# Предоставленный отрывок
Казалось, что все пропало!
Моей первой реакцией на замечание Гискеса стала попытка сделать вид, что я не понимаю, о чем он говорит. Таким образом я мог выиграть какое-то время, но каждый последующий сеанс связи все сильнее приближал бы немцев к истине. Выпрошенные мной сутки на раздумье оказались очень кстати, так как я случайно набрел на решение проблемы, которое вполне могло спасти положение. В двух из трех сообщений, попавших к врагу, мой опознавательный знак совпадал со словом «stop» («тчк»), которое часто встречается в тексте. Если бы при шифровке сообщения я изменял каждую шестнадцатую букву, как поступал обычно, то это слишком сильно исказило бы текст, делая его почти нечитаемым. Однако по чистой случайности я мог в обоих сообщениях сделать ошибку именно в слове «stop». Я поменял одно «о» на «i», а другое на «е», благодаря чему смысл послания оставался понятен. Поэтому я решил сказать немцам, что мой опознавательный знак состоит в том, чтобы в каждом сообщении один раз вместо «stop» писать «step» и один раз – «stip». Если бы мне удалось их обмануть, в Англии бы не только поняли, что я арестован, но и догадались бы, что враг знает о существовании опознавательных знаков. Объяснение, которое я придумал, разумеется, не выдержало бы тщательной проверки, но, если бы немцы обнаружили, что в третьем сообщении сделана совсем другая ошибка, я бы мог приписать это своей небрежности. А чтобы в тех сообщениях, которые я передавал по требованию врага, фальшивый опознавательный знак случайно не превратился в подлинный, следовало попытаться взять процесс шифровки в свои руки.

# Условия задания
1: В скольких из трех сообщений, попавших к врагу, опознавательный знак совпадал со словом «stop», если верить отрывку о шифровке сообщений?
2: Продолжите отрывок о шифровке сообщений под надзором немцев, начав сразу после его последнего предложения.

Записи разметки

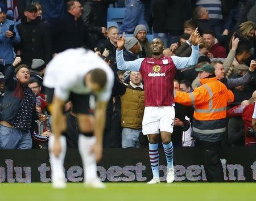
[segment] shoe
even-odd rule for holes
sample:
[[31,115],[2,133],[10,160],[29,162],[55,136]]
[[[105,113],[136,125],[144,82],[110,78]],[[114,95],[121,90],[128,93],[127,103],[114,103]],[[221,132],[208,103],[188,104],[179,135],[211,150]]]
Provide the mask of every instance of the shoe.
[[174,181],[174,168],[167,168],[167,173],[166,174],[166,182],[168,183],[172,183]]
[[67,187],[66,182],[64,181],[65,179],[60,178],[54,180],[54,181],[52,182],[52,185],[53,189],[65,189]]
[[106,187],[106,185],[98,177],[85,182],[85,185],[86,187],[94,189],[105,189]]
[[155,184],[155,183],[159,183],[160,179],[159,178],[153,178],[151,180],[150,180],[148,184]]

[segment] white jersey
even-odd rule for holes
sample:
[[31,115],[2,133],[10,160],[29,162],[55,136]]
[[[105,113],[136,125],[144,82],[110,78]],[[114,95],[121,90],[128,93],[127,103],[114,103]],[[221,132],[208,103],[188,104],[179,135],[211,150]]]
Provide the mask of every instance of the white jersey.
[[101,58],[83,48],[70,49],[54,57],[46,67],[43,84],[54,88],[54,95],[67,101],[71,92],[81,95],[91,92],[85,85],[84,76],[95,69],[102,69],[107,76],[106,85],[97,95],[97,99],[108,101],[114,84],[114,73]]

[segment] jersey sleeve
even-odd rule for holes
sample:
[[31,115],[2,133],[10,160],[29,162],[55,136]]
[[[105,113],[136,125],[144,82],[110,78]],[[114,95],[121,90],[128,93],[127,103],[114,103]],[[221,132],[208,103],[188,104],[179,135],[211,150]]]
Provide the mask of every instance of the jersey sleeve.
[[256,119],[256,106],[254,106],[254,110],[253,111],[253,118]]
[[121,70],[139,71],[141,63],[144,60],[144,58],[140,58],[132,61],[125,61],[123,58],[123,50],[117,50],[117,68]]

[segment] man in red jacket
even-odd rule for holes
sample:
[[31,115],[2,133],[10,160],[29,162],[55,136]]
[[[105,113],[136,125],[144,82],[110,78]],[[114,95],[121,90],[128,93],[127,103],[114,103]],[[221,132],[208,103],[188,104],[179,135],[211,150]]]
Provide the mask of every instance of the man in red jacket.
[[[256,99],[256,91],[253,93],[253,98]],[[249,105],[237,105],[227,111],[229,117],[241,117],[245,125],[245,144],[249,147],[256,145],[256,138],[254,135],[246,135],[246,132],[251,127],[252,116],[255,107],[255,102]]]

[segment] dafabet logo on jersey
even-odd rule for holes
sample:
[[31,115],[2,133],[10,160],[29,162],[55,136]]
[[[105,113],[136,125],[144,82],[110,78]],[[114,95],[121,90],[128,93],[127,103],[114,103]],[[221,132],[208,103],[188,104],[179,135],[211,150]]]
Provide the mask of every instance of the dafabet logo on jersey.
[[149,72],[147,75],[150,77],[159,77],[166,76],[165,72],[159,72],[161,70],[161,67],[159,65],[155,65],[153,66],[154,72]]

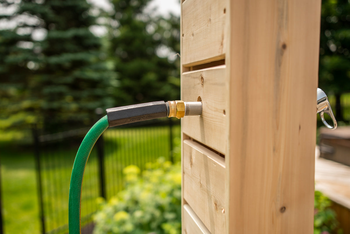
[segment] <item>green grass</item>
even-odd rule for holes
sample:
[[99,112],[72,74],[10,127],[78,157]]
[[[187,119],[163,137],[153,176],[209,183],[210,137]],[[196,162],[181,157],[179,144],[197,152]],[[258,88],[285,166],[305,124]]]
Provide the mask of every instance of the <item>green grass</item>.
[[[104,133],[105,176],[107,197],[122,188],[122,171],[133,164],[144,168],[147,162],[168,156],[167,126],[111,129]],[[174,157],[180,160],[180,128],[173,129]],[[42,177],[47,231],[66,233],[68,195],[73,162],[78,145],[52,145],[41,152]],[[95,147],[96,148],[96,147]],[[38,198],[32,150],[1,151],[1,181],[5,233],[40,233]],[[97,208],[99,197],[96,149],[87,164],[82,194],[83,222]],[[84,222],[85,221],[85,222]],[[63,229],[57,229],[64,227]]]

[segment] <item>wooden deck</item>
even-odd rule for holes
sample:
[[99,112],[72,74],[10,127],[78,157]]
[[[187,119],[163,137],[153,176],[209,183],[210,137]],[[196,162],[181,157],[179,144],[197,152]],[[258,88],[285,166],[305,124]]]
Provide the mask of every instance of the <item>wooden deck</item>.
[[315,155],[315,189],[334,202],[343,233],[350,233],[350,167],[320,158],[317,148]]

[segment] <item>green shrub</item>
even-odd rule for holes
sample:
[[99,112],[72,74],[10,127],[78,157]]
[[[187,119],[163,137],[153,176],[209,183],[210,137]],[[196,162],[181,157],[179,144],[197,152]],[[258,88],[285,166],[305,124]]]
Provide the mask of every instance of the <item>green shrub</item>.
[[[108,202],[100,198],[94,215],[94,234],[180,234],[181,173],[180,164],[161,158],[146,165],[140,176],[136,166],[123,171],[126,189]],[[314,234],[342,233],[331,201],[315,192]]]
[[94,234],[181,233],[180,164],[161,158],[146,166],[142,177],[136,166],[125,168],[126,189],[108,202],[99,199]]
[[334,211],[330,206],[331,201],[319,191],[315,191],[314,234],[342,233]]

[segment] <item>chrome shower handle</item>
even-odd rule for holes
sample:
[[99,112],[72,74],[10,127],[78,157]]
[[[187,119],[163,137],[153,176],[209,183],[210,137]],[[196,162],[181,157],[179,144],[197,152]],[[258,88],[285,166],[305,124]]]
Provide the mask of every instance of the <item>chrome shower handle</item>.
[[[318,113],[320,115],[321,120],[324,125],[331,129],[337,128],[337,121],[335,120],[334,115],[333,114],[327,95],[323,90],[319,88],[317,88],[317,104],[316,106],[317,110],[316,113]],[[325,113],[330,116],[333,122],[332,126],[329,124],[325,120],[323,116],[323,114]]]

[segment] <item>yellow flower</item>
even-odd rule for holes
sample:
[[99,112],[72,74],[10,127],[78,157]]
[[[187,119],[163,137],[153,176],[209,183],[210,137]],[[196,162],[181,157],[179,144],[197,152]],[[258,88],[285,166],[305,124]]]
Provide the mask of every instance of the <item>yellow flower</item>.
[[129,219],[129,214],[124,211],[121,211],[116,213],[113,216],[113,219],[116,221],[121,221]]
[[113,197],[110,199],[108,203],[113,206],[118,204],[119,202],[119,200],[115,197]]

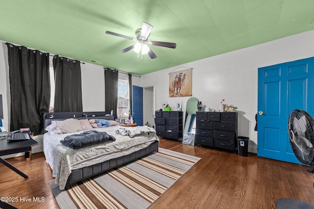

# Ответы
1: В двух.

2:
Короче говоря, обман удался. Я лично зашифровывал все сообщения, которые отправлял с передатчика RLS-UBL с 12 марта до конца октября 1942 года, и поэтому могу гарантировать, что в каждом из этих сообщений содержалось недвусмысленное предупреждение.
Во время моего второго сеанса связи на службе у врага – первого, когда в моих сообщениях отсутствовал истинный опознавательный знак, – немецкому абверу стало известно, что вскоре в Голландию забросят нового агента по кличке Абор. Одновременно планировалось сбросить несколько контейнеров с оружием и аппаратуру, которая ни при каких обстоятельствах не должна была попасть во вражеские руки.
Поскольку враг получил эту информацию до того, как в Англии узнали о моем аресте, положение складывалось почти катастрофическое, ведь первые мои сообщения, не содержавшие опознавательного знака, еще не были там расшифрованы. В этих обстоятельствах Лондон практически не имел возможности успешно обманывать немцев, и я был готов к тому, что радиосвязь в любой момент прервется. Та уверенность, которой я успел проникнуться, мгновенно сменилась бы обратной крайностью, и если бы Гискес захотел еще раз проверить мой опознавательный знак, то меня ждала бы крайне незавидная участь.
Итогом всех тех соображений, которые проносились у меня в голове, пока я расшифровывал сообщение, стал отказ от дальнейшего сотрудничества с немцами. Позволить, чтобы в руки врага попало несколько контейнеров с оружием, – одно дело. Но предать товарищей, которые направляются сюда из Англии? Нет, никогда!
Вероятно, врагу такое поведение должно было казаться самоочевидным, но в сущности это было чистое притворство. Мне не приходилось беспокоиться о том, что Абор попадет в руки немцев, поскольку еще до того, как его отправят в путь, англичане наверняка узнают, что мой передатчик находится под немецким контролем.
В данный момент моей целью было предотвратить неблагоприятное впечатление, которое сложилось бы, если бы Лондон прервал радиосвязь. С другой стороны, тот агент, который искренне или притворно убежден, что сотрудничество с врагом навлечет катастрофу на голову его товарищей, и твердо откажется от этого сотрудничества, не думая о возможных последствиях, наверняка заслужил бы доверие Гискеса. К сожалению, эта военная хитрость фактически ни к чему не привела.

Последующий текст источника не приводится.